● THE EXERCISE: Transcribe, word for word, every line from the one containing "Would you be able to point to the painted" through the final line of the records, and omit the pictures.

● SUPPLIED DATA:

# # # #

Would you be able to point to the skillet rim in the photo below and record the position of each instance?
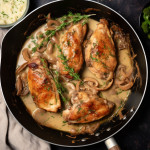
(146, 81)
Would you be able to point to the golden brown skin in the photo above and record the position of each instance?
(100, 54)
(87, 108)
(41, 85)
(71, 45)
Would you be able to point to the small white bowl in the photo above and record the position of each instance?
(9, 25)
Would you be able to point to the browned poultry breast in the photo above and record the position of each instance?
(87, 108)
(71, 45)
(41, 85)
(100, 54)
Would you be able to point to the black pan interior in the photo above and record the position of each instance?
(11, 47)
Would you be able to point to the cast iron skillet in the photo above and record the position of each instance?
(11, 47)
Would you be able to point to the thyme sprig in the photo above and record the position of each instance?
(66, 66)
(67, 20)
(59, 86)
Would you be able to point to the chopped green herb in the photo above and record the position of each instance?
(68, 43)
(32, 37)
(79, 109)
(4, 14)
(41, 35)
(34, 49)
(119, 91)
(97, 53)
(93, 58)
(66, 66)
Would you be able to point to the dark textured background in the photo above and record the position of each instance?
(136, 135)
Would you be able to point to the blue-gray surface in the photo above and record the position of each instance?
(136, 135)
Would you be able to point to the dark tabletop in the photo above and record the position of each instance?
(136, 135)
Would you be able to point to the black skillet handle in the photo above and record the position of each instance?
(111, 144)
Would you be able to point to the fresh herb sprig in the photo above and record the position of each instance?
(67, 20)
(66, 66)
(59, 86)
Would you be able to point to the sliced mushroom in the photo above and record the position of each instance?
(71, 88)
(36, 112)
(38, 35)
(19, 85)
(25, 89)
(78, 85)
(91, 80)
(106, 87)
(50, 48)
(126, 86)
(52, 24)
(25, 54)
(55, 40)
(21, 68)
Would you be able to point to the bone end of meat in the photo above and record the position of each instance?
(88, 111)
(42, 87)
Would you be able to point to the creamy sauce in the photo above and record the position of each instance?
(11, 10)
(55, 120)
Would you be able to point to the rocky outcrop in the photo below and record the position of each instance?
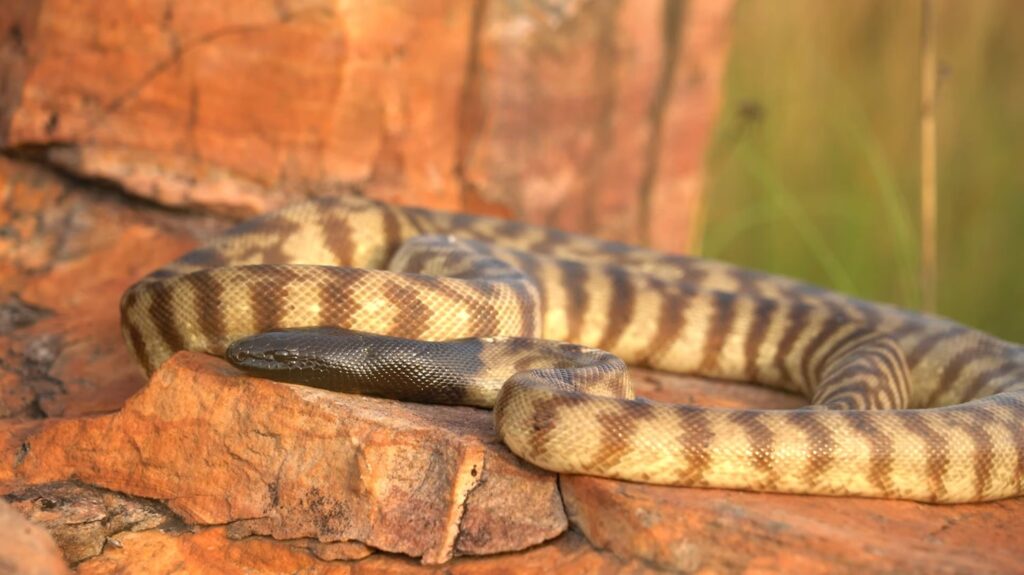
(590, 115)
(297, 462)
(27, 548)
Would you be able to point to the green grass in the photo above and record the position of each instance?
(814, 169)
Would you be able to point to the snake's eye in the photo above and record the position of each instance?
(284, 356)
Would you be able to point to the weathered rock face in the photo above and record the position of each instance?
(83, 519)
(299, 462)
(591, 115)
(27, 548)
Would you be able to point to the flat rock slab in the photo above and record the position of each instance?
(337, 477)
(299, 462)
(718, 531)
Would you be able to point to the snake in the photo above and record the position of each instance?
(355, 295)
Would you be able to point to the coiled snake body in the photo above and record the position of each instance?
(905, 405)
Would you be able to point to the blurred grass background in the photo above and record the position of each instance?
(815, 170)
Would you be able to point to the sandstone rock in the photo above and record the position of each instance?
(590, 115)
(210, 550)
(299, 462)
(26, 548)
(719, 531)
(82, 519)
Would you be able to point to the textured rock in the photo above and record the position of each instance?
(210, 551)
(67, 253)
(26, 548)
(592, 115)
(299, 462)
(82, 519)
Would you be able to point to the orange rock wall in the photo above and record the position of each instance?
(590, 116)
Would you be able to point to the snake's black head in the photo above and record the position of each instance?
(287, 355)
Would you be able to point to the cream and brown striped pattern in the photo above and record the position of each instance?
(907, 405)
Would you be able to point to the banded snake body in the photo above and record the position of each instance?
(904, 405)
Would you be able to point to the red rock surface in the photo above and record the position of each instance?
(27, 548)
(591, 115)
(210, 550)
(299, 462)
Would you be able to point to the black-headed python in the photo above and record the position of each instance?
(904, 405)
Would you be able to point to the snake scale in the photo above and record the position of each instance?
(904, 405)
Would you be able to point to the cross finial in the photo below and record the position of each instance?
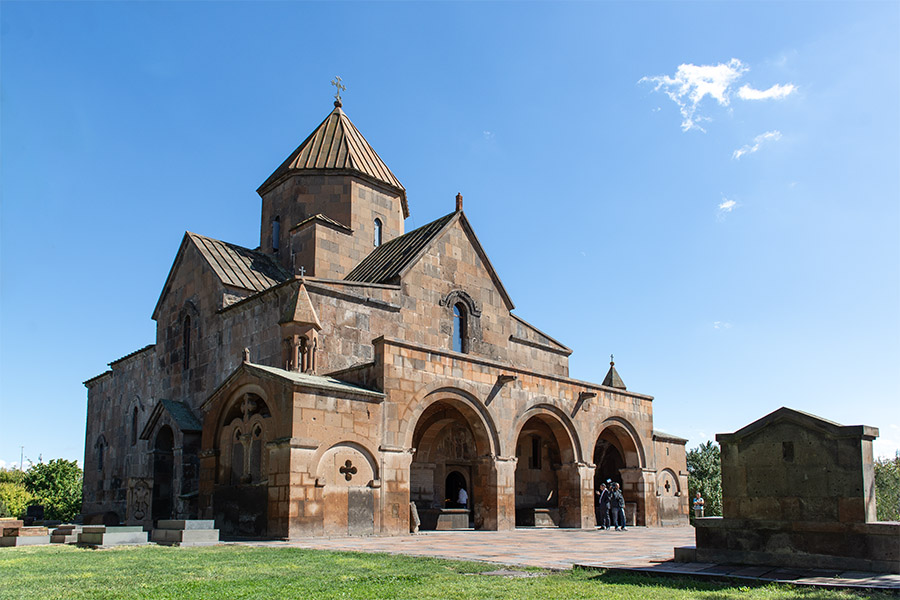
(336, 82)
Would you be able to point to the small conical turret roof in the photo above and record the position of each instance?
(300, 310)
(612, 376)
(336, 144)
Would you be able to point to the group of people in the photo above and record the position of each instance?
(611, 506)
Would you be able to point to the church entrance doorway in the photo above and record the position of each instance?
(451, 453)
(618, 460)
(163, 474)
(548, 485)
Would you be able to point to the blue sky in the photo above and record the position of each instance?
(710, 191)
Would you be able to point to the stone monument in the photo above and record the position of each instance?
(799, 491)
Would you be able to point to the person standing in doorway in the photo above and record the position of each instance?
(617, 502)
(603, 506)
(463, 499)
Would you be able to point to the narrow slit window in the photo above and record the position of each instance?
(186, 343)
(276, 233)
(377, 239)
(459, 328)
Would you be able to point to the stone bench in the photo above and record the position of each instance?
(444, 519)
(19, 535)
(189, 532)
(537, 517)
(102, 536)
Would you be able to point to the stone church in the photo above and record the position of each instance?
(344, 371)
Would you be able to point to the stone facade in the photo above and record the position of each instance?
(380, 369)
(799, 491)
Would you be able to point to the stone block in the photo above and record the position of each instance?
(186, 524)
(112, 536)
(185, 537)
(23, 540)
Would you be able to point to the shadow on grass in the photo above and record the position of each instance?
(723, 589)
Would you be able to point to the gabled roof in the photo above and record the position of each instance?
(801, 419)
(324, 219)
(301, 380)
(385, 263)
(180, 412)
(300, 309)
(390, 261)
(336, 144)
(235, 266)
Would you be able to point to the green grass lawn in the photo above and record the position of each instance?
(225, 572)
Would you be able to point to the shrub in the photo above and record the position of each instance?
(14, 499)
(56, 485)
(705, 476)
(887, 488)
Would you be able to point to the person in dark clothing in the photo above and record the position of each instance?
(603, 506)
(617, 507)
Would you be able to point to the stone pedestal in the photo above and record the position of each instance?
(185, 533)
(19, 535)
(65, 534)
(444, 519)
(103, 536)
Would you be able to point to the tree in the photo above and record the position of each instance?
(705, 476)
(887, 488)
(56, 485)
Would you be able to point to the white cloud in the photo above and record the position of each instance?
(725, 207)
(776, 92)
(692, 83)
(769, 136)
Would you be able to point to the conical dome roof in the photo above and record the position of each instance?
(338, 145)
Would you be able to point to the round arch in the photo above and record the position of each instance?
(464, 401)
(625, 438)
(352, 442)
(559, 423)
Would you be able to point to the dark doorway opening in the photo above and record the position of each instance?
(163, 474)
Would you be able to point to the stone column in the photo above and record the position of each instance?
(639, 486)
(395, 465)
(575, 482)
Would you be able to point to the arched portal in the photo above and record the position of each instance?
(618, 459)
(449, 437)
(163, 473)
(547, 484)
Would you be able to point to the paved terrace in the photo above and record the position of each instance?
(640, 549)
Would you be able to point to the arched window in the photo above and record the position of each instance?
(377, 232)
(186, 343)
(101, 446)
(459, 328)
(276, 233)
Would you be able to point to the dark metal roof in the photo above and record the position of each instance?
(130, 354)
(387, 261)
(612, 378)
(337, 144)
(239, 267)
(183, 415)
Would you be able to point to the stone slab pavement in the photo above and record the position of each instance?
(546, 548)
(639, 549)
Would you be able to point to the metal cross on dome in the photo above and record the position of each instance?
(336, 82)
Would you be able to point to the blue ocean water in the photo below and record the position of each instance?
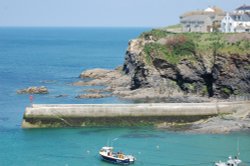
(54, 57)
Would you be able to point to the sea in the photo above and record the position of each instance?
(55, 57)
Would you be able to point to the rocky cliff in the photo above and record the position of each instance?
(212, 65)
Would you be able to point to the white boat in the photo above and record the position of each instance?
(107, 154)
(230, 162)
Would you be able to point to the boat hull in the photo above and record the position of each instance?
(116, 160)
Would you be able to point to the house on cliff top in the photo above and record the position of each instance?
(237, 21)
(208, 20)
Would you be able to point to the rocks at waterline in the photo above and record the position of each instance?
(33, 90)
(92, 96)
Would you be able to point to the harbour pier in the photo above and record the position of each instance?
(79, 115)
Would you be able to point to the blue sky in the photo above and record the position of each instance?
(102, 13)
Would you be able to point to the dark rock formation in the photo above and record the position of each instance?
(209, 73)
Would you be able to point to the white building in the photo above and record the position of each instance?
(208, 20)
(238, 21)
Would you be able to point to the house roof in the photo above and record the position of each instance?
(240, 17)
(244, 7)
(195, 18)
(208, 11)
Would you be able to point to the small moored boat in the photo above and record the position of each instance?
(230, 162)
(107, 154)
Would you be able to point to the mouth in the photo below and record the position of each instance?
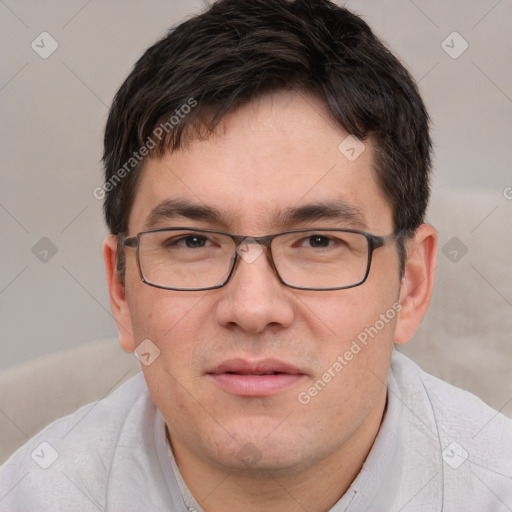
(255, 379)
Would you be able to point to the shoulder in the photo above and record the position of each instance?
(68, 462)
(474, 440)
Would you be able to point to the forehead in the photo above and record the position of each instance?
(268, 159)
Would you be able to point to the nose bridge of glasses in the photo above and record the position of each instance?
(249, 249)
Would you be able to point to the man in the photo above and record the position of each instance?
(267, 174)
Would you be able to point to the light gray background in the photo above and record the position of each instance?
(54, 110)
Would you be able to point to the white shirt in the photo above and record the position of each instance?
(439, 448)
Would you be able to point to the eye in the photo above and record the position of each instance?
(193, 241)
(317, 241)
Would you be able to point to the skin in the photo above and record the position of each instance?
(278, 151)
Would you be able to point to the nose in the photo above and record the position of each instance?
(254, 298)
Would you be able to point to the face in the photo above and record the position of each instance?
(272, 155)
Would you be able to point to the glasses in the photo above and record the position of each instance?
(190, 259)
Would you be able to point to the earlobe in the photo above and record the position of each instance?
(118, 302)
(417, 283)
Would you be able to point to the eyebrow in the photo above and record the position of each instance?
(171, 209)
(336, 210)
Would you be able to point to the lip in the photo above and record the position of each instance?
(259, 378)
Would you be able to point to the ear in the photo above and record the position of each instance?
(417, 283)
(118, 302)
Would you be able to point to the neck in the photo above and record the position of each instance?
(315, 489)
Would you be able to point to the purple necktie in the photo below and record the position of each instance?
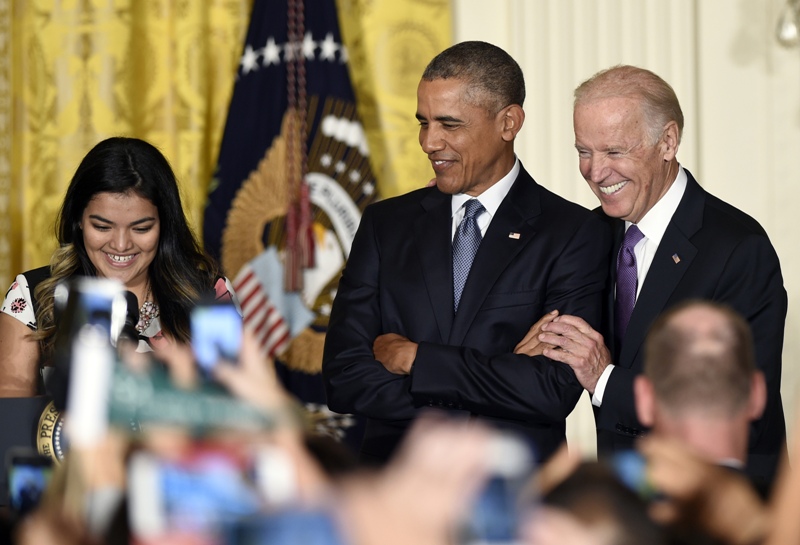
(626, 280)
(465, 246)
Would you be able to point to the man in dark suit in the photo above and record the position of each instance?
(700, 384)
(403, 333)
(683, 243)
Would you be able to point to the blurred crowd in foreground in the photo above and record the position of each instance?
(453, 481)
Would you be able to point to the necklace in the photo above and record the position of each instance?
(148, 311)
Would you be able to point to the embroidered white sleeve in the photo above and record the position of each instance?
(18, 302)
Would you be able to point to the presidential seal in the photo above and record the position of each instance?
(50, 438)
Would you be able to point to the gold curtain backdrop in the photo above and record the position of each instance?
(76, 72)
(73, 72)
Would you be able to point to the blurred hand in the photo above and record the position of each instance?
(700, 493)
(530, 345)
(254, 378)
(421, 496)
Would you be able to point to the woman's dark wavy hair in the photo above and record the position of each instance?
(181, 271)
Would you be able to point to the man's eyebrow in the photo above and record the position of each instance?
(448, 119)
(441, 119)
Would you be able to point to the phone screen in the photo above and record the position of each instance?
(193, 495)
(496, 512)
(28, 476)
(216, 334)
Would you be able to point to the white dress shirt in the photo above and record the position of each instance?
(490, 199)
(653, 226)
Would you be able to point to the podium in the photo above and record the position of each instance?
(19, 422)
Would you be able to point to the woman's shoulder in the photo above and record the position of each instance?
(19, 301)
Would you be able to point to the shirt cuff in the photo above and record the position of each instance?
(600, 388)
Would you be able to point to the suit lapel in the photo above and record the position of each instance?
(665, 272)
(432, 234)
(515, 215)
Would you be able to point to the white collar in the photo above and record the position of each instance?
(492, 197)
(655, 221)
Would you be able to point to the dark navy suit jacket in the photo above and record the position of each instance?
(723, 255)
(539, 253)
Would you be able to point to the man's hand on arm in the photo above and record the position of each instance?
(395, 352)
(575, 343)
(531, 345)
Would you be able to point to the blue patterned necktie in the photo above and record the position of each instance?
(627, 281)
(465, 246)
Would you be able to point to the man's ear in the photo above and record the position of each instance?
(758, 396)
(645, 401)
(512, 118)
(669, 141)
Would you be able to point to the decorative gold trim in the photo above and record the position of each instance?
(50, 439)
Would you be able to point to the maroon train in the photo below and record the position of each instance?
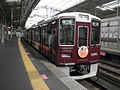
(69, 40)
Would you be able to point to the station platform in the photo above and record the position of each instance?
(21, 70)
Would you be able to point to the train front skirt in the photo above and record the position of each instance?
(92, 72)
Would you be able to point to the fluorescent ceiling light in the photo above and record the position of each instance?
(110, 6)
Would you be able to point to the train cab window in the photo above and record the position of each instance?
(95, 32)
(67, 31)
(82, 36)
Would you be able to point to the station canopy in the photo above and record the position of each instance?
(47, 8)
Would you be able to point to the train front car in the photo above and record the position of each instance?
(79, 44)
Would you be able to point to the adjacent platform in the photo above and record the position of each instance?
(18, 74)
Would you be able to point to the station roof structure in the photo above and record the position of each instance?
(22, 9)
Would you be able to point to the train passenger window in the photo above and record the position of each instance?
(95, 32)
(67, 31)
(83, 36)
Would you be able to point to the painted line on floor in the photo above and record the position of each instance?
(36, 81)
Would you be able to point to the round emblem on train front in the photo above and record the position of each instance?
(83, 51)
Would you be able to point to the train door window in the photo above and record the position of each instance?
(95, 32)
(67, 31)
(83, 33)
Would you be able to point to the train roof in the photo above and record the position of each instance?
(79, 16)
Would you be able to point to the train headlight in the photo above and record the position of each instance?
(66, 55)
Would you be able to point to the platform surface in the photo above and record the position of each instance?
(15, 76)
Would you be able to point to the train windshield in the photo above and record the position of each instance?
(95, 33)
(83, 36)
(67, 31)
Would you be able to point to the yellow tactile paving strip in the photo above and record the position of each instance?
(35, 79)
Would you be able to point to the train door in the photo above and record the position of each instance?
(52, 41)
(83, 38)
(95, 40)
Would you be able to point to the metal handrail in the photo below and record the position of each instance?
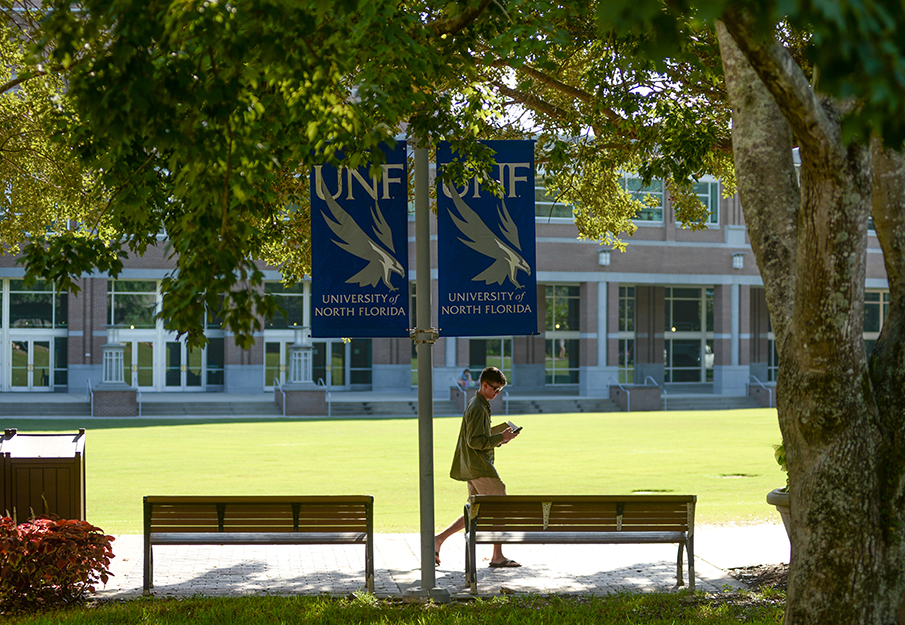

# # # #

● RESULT OF THE EXERCISE:
Would you be able to point to the painted line on floor in the photo above and record the position of each instance?
(36, 81)
Would you be able to point to the round emblem on train front in the photo above and record the position of each instance?
(83, 51)
Would you be able to point to the train door window in the photo above and record the position of each instance?
(95, 32)
(67, 31)
(83, 33)
Would you be able to point to the train roof in the photo above and record the position of each instance?
(79, 16)
Would you be able to point to the train headlight in the photo above and record the position of each instance?
(66, 55)
Would you be able to point to the platform surface in the photo above and record the position of each instance?
(15, 76)
Would you be able to point to the train windshield in the photo above and record the position of each instance?
(95, 33)
(83, 36)
(67, 31)
Would you be able to point to the yellow tactile paving strip in the photo above and record the position of each instance?
(35, 79)
Would you be able to point to the train door in the photo above and record the position of each instance?
(52, 41)
(83, 38)
(95, 40)
Would you be able to point to the metal handrail in the photo below and record the position of each instance?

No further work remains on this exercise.